• _QUOTED TEXT_:
+++
South Hill (near Potato Mountain)

Prospects, Inactive

Commodities and mineralogy

Main commodities Sn
Ore minerals cassiterite
Gangue minerals arsenopyrite; clay; pyrite; quartz; tourmaline

Geographic location

Quadrangle map, 1:250,000-scale TE
Quadrangle map, 1:63,360-scale C-6
Latitude 65.651
Longitude -167.553
Nearby scientific data Find additional scientific data near this location
Location and accuracy This is the most significant area of exposed lode cassiterite mineralization in the Potato Mountain area. It is a 1,200 by 1,500 area centered on a small rounded hill (South Hill, 900 feet elevation) between the headwaters of Iron Creek (TE022) and the West and Left forks of Buck Creek (TE020). It is the principal source of placer cassiterite in these adjacent drainages. Locality 2 of Cobb and Sainsbury (1972) is plotted in the approximate location of the Daisy and Eureka prospects (see Potato Mountain, TE024); they did not separately identify the South Hill lode prospect on their map. Cobb (1975) summarized relevant references under the name 'Potato Mtn.'.
+++
• _PROBLEMS TO SOLVE_:
1) What elevation does the South Hill prospect text give for South Hill?
2) Please continue the South Hill prospect text from its final sentence.

• _ENTRIES_:
+++
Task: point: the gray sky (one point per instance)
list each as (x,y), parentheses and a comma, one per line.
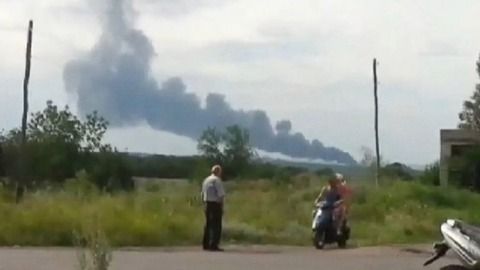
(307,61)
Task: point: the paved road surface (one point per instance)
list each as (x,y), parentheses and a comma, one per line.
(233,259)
+++
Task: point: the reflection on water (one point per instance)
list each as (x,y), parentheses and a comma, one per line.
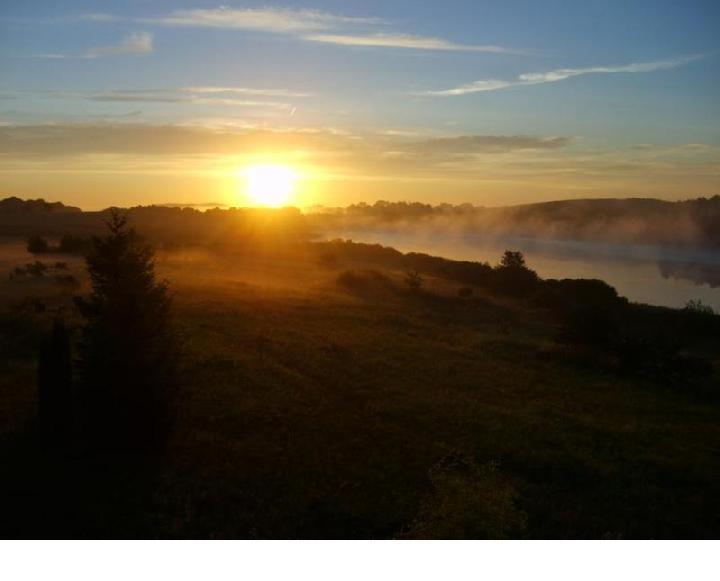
+++
• _ANSWERS IN ORDER_:
1) 900 feet

2)
Geologic setting

Geologic description

Potato Mountain is an isolated upland of hornfels. The protolith for the hornfels is a sedimentary sequence of laminated to thinly bedded mudstone, siltstone, sandstone and some impure limestone that dips moderately (30 to 40 degrees) and is of unknown but probable Paleozoic age. These rocks have a slaty cleavage but are everywhere thermally recrystallized in the uplands of the Potato Mountain area. Although only one granite dike is known at the surface, the presence of a granite stock at depth is suggested by the large area of hornfels and by gravity data. A gravity profile and model across the Potato Mountain upland (McDermott, 1982; Hudson and Reed, 1997, figure 5B) indicate that a buried granite stock has an irregular, perhaps block-faulted upper surface at a depth of about 1,300 feet. Significant block faulting is also suggested by discontinuities in magnetic data for the area (McDermott, 1983). The cassiterite mineralization at Potato Mountain is inferred to be similar in age to other tin systems of western Seward Peninsula. These tin systems are interpreted to be linked to the evolution of associated granite intrusions that are 70 to 80 my old (Hudson and Arth, 1983, p. 769).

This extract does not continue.